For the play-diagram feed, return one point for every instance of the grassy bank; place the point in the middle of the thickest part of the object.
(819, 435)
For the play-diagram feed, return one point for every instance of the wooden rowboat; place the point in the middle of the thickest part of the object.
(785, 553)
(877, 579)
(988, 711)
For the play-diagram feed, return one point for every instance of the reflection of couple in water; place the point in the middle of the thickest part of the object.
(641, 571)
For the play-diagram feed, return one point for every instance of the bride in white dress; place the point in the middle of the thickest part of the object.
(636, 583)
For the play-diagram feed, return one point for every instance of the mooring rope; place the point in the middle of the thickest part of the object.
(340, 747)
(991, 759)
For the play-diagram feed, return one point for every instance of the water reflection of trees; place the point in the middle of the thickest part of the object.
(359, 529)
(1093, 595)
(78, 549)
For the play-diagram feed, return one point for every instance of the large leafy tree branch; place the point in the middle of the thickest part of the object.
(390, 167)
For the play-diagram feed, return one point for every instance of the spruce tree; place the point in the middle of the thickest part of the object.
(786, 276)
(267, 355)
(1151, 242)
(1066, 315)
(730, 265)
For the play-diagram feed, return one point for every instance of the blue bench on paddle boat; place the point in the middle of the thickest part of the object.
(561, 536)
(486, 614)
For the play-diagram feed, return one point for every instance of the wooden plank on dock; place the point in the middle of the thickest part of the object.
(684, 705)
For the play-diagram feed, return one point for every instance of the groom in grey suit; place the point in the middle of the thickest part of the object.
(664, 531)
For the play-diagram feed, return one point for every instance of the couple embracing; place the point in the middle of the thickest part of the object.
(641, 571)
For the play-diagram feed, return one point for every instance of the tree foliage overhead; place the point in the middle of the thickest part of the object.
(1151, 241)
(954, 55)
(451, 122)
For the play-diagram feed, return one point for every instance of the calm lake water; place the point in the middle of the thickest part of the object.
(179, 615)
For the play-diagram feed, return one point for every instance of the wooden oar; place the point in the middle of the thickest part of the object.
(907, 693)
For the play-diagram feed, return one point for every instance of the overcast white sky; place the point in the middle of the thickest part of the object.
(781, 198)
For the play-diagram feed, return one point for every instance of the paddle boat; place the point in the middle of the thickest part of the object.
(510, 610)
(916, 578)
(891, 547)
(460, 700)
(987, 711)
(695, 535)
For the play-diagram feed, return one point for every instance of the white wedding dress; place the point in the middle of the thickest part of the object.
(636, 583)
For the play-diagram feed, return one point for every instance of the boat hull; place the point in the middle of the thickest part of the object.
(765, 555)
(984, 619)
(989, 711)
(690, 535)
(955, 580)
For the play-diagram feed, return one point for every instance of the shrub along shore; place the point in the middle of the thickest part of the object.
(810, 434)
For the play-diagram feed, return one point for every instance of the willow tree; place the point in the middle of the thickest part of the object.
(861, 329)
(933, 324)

—————

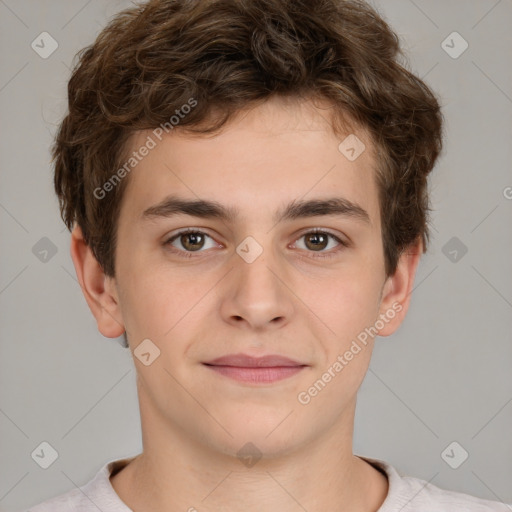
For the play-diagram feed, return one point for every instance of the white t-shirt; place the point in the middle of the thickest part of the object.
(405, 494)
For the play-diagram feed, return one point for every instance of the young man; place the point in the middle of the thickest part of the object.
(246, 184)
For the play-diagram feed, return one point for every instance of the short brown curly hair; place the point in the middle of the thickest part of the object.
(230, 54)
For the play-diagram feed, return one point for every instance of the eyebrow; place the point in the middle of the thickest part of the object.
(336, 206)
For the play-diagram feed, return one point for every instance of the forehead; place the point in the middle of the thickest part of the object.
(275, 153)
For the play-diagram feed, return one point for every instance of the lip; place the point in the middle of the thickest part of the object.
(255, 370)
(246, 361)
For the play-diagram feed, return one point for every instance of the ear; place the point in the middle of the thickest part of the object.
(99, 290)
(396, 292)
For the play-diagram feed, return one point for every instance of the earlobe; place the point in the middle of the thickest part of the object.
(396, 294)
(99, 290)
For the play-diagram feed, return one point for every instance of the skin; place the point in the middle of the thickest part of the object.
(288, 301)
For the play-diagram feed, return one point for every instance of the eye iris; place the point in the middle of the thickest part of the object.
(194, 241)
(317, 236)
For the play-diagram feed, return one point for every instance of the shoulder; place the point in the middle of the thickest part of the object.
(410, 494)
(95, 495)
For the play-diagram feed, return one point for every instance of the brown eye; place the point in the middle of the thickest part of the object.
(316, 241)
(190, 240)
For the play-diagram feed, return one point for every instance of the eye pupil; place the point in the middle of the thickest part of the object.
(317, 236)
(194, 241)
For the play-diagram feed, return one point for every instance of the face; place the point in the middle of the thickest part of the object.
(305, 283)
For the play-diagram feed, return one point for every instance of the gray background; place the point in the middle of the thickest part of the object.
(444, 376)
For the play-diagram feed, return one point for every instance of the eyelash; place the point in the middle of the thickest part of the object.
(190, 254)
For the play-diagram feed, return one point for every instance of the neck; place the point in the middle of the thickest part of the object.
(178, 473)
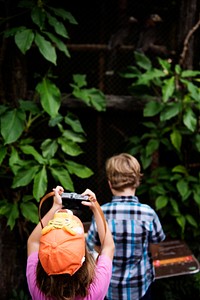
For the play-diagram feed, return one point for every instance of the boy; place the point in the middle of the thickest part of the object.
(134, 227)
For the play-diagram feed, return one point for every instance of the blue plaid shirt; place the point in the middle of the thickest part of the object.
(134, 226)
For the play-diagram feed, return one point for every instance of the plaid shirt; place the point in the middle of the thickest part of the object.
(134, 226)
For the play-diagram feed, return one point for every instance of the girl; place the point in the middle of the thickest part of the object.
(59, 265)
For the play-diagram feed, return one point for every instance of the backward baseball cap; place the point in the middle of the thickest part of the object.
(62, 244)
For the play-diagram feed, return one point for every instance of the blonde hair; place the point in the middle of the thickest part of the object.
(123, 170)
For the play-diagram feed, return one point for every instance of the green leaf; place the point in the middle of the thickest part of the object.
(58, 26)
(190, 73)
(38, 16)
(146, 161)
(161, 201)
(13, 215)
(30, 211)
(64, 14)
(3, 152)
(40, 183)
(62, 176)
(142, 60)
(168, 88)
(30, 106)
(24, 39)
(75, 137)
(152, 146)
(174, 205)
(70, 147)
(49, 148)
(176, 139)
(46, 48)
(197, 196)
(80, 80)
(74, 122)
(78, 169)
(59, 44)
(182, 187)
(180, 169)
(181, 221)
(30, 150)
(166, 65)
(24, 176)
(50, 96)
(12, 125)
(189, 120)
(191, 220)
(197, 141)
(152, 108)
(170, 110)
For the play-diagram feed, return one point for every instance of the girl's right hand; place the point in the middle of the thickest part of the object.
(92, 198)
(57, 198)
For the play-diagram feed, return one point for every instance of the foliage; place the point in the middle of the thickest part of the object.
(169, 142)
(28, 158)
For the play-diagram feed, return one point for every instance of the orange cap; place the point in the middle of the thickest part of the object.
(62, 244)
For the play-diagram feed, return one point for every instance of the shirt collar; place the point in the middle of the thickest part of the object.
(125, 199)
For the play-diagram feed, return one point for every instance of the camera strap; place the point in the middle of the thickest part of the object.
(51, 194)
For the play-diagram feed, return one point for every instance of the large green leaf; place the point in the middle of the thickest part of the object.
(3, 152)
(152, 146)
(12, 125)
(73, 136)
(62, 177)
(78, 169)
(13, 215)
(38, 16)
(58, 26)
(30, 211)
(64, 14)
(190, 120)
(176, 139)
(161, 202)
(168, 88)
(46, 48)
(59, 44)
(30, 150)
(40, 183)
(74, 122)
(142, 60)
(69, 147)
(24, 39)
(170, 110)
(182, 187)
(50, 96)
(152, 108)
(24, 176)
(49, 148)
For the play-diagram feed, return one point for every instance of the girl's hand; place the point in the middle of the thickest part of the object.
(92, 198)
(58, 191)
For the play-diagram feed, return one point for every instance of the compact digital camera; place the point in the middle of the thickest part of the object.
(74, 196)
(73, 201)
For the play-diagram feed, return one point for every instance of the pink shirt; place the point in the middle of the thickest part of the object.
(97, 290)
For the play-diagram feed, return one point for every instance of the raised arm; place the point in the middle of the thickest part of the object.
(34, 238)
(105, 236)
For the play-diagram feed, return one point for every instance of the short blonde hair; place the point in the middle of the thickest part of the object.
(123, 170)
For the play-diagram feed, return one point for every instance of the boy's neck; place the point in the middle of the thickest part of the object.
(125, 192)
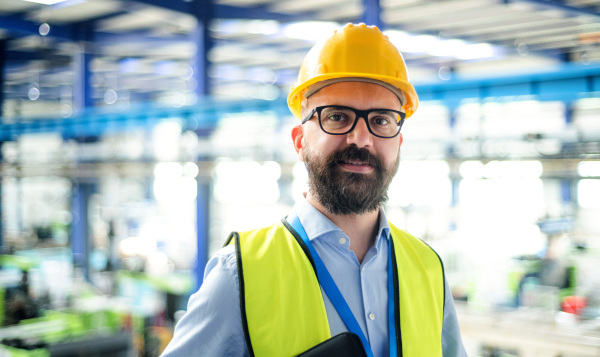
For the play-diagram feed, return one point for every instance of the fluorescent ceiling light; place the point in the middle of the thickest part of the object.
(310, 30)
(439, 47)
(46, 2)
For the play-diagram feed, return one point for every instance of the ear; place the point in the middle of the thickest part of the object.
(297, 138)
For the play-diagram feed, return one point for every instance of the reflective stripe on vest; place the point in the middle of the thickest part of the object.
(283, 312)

—————

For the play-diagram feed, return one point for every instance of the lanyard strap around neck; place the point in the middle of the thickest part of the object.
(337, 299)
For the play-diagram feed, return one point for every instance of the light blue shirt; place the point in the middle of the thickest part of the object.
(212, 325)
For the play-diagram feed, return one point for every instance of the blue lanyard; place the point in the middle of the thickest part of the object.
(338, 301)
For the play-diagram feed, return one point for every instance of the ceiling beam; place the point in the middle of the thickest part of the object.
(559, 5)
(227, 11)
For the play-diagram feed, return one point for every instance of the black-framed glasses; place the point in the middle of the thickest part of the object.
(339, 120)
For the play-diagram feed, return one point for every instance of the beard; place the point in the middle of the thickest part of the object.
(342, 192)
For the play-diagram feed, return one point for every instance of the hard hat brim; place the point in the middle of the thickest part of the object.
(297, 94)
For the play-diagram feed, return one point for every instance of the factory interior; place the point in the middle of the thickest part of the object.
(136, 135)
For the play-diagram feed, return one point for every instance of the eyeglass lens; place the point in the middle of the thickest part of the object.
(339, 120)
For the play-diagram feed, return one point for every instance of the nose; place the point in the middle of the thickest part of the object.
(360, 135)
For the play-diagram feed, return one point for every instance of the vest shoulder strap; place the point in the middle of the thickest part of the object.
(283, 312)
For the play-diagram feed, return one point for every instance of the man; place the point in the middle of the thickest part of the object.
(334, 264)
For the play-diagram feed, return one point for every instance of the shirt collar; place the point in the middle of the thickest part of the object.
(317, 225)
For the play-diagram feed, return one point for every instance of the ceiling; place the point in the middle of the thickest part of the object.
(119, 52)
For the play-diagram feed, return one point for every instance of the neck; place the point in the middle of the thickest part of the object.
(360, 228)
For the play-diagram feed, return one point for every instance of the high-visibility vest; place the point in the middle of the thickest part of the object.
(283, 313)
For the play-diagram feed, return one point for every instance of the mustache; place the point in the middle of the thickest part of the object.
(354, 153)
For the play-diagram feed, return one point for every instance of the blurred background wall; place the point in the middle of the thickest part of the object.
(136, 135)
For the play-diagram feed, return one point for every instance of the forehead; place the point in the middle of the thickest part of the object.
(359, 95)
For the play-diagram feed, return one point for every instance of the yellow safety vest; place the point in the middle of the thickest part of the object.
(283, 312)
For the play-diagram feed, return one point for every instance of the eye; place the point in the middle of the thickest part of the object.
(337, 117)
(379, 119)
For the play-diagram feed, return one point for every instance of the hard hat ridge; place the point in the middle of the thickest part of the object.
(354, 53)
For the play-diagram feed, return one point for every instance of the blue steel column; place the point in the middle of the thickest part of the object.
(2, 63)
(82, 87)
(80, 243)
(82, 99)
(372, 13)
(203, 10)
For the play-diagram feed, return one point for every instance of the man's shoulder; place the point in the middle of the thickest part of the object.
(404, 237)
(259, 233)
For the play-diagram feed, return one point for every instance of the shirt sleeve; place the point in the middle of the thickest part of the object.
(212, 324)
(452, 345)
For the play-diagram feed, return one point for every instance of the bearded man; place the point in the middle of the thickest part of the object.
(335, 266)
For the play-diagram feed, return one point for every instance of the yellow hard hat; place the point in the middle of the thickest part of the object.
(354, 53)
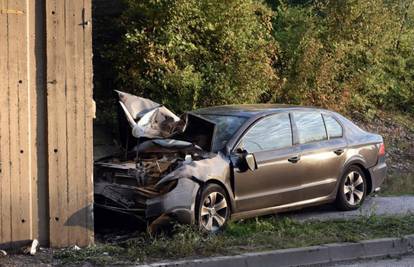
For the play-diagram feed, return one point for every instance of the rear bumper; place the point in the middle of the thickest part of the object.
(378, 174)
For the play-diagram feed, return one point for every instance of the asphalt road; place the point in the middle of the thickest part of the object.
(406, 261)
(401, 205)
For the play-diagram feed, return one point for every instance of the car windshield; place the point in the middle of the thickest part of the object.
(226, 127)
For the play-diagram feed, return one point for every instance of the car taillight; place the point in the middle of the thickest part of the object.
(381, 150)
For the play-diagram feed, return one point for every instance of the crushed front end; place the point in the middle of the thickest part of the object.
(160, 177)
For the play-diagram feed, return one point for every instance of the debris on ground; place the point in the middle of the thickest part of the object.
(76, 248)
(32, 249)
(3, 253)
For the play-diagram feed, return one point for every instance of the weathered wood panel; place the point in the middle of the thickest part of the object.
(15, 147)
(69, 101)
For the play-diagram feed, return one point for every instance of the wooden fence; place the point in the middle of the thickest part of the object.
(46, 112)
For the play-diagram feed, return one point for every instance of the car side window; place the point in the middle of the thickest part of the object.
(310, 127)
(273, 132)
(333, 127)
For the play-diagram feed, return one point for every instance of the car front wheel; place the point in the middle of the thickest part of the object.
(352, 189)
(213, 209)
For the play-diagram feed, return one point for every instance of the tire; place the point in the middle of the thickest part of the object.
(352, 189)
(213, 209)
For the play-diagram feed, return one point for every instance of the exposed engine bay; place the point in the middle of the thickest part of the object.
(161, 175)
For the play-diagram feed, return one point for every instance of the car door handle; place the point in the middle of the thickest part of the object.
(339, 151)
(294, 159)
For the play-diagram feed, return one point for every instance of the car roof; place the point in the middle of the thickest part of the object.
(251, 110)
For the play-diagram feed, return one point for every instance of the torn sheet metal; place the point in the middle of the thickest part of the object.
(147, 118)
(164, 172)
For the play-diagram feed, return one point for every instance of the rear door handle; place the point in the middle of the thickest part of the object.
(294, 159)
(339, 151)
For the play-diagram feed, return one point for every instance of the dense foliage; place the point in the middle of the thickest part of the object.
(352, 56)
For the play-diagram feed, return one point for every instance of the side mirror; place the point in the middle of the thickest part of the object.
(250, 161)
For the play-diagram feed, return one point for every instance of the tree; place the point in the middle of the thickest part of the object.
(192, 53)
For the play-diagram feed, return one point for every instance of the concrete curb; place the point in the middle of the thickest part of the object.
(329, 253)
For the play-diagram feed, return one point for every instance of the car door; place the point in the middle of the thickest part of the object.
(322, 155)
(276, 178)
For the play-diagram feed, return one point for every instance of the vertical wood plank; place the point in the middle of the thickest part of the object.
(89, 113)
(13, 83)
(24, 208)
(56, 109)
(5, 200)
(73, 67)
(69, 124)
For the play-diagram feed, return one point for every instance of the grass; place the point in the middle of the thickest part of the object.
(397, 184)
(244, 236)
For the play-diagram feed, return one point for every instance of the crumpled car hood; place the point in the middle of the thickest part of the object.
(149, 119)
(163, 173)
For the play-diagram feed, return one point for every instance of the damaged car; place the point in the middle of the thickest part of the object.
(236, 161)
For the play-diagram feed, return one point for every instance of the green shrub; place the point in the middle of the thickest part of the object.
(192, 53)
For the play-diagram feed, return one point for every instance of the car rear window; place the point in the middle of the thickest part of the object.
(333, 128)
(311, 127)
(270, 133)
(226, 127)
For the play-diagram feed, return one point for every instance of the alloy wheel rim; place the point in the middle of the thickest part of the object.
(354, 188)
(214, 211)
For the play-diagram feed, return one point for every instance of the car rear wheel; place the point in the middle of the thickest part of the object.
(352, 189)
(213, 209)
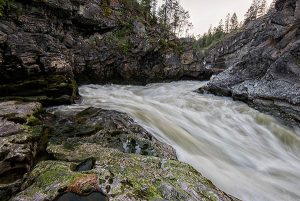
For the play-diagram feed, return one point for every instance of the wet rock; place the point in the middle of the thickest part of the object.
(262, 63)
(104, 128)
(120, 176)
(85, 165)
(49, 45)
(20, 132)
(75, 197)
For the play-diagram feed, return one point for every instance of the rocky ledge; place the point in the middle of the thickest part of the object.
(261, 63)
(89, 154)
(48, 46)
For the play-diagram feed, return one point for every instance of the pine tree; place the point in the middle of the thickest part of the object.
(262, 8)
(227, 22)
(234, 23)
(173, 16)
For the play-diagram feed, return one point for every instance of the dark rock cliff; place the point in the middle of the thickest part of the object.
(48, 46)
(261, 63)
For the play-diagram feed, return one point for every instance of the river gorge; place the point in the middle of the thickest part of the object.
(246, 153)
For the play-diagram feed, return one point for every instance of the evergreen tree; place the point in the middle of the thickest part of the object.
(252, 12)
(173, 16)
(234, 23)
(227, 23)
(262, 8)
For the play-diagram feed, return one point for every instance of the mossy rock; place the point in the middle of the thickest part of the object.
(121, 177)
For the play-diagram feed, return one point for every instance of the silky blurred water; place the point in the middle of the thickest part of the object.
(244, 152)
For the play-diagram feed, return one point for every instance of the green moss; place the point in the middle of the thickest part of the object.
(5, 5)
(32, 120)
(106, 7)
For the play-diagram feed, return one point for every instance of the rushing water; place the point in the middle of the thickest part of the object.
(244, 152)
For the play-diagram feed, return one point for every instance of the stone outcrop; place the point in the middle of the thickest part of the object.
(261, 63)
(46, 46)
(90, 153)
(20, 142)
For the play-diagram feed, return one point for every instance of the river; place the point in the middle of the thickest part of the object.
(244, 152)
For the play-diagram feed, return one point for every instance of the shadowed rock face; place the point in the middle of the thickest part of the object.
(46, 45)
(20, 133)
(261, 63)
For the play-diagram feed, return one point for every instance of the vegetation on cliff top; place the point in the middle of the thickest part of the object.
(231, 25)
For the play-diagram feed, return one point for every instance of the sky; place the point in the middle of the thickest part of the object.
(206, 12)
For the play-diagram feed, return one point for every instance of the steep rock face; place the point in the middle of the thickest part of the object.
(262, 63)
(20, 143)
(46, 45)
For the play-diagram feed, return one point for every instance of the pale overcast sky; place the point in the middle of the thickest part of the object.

—————

◆ What is asked
Count the lines in the records above that contain the string "overcast", and reply with the number alone.

◆ Written reply
2